--- To be done ---
(a) From the ClickHouse installation guide, extract the passage starting with "Prerequisites" and going on through "actual ClickHouse cluster.".
(b) List every Terraform provider that the ClickHouse installation guide says the environment must be configured with.

--- Supplied text ---
• • • •

How to install Clickhouse in AWS EKS cluster via Altinity Helm charts and Terraform

Thursday, 5 March 2026

How to install Clickhouse in AWS EKS cluster via Altinity Helm charts and Terraform

Installing ClickHouse on an AWS EKS cluster using Terraform and the Altinity Helm charts typically involves two stages:

Installing the Altinity ClickHouse Operator
Deploying a ClickHouse Installation (CHI)

The Altinity Helm repository is located at https://helm.altinity.com.

Prerequisites

Ensure your Terraform environment is configured with the following providers:

aws: To manage EKS and underlying infrastructure.
kubernetes: To interact with the EKS cluster.
helm: To install the operator.

Terraform Configuration

The following example uses the helm_release resource to install the operator and the kubernetes_manifest resource to deploy the actual ClickHouse cluster.

Step A: Install the Altinity Operator

The operator is the "brain" that manages ClickHouse instances on Kubernetes.

resource "helm_release" "clickhouse_operator" {

name = "clickhouse-operator"

repository = "https://helm.altinity.com"

chart = "altinity-clickhouse-operator"

namespace = "clickhouse-operator"

create_namespace = true

# Optional: Enable metrics for Prometheus

set {

name = "metrics.enabled"

value = "true"

}

Step B: Deploy a ClickHouse Cluster (CHI)

Once the operator is running, you define your ClickHouse cluster using a Custom Resource (CRD). In Terraform, you use kubernetes_manifest.

resource "kubernetes_manifest" "clickhouse_cluster" {

depends_on = [helm_release.clickhouse_operator]

manifest = {

apiVersion = "clickhouse.altinity.com/v1"

kind = "ClickHouseInstallation"

metadata = {

name = "simple-clickhouse"

namespace = "clickhouse-operator"

}

spec = {

configuration = {

clusters = [

{

name = "cluster1"

• • • •

--- Data records ---
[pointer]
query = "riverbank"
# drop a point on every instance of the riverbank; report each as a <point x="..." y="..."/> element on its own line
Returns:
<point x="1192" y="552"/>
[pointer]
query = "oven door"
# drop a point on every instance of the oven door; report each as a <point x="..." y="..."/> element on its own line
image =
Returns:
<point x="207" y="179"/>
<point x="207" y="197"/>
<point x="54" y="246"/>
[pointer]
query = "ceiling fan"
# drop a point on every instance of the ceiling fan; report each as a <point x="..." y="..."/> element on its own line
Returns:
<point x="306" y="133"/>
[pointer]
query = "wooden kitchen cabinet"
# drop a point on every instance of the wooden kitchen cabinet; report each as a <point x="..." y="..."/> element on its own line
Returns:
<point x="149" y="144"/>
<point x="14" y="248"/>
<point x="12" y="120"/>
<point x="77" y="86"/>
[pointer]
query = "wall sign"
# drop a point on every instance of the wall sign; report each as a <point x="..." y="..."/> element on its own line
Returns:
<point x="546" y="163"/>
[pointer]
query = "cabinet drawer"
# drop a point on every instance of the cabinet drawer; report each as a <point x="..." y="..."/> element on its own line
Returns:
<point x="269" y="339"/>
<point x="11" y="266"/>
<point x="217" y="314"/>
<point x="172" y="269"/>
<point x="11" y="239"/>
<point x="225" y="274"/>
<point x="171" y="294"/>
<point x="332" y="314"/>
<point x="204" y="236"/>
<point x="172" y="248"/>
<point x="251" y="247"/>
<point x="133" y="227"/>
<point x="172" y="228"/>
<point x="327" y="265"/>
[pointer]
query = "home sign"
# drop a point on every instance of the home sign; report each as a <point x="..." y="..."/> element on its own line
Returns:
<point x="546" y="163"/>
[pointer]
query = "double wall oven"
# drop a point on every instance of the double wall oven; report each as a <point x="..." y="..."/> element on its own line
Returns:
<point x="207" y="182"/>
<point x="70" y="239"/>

• • • •

--- Solution list ---
(a)
Prerequisites

Ensure your Terraform environment is configured with the following providers:

aws: To manage EKS and underlying infrastructure.
kubernetes: To interact with the EKS cluster.
helm: To install the operator.

Terraform Configuration

The following example uses the helm_release resource to install the operator and the kubernetes_manifest resource to deploy the actual ClickHouse cluster.

(b)
aws
kubernetes
helm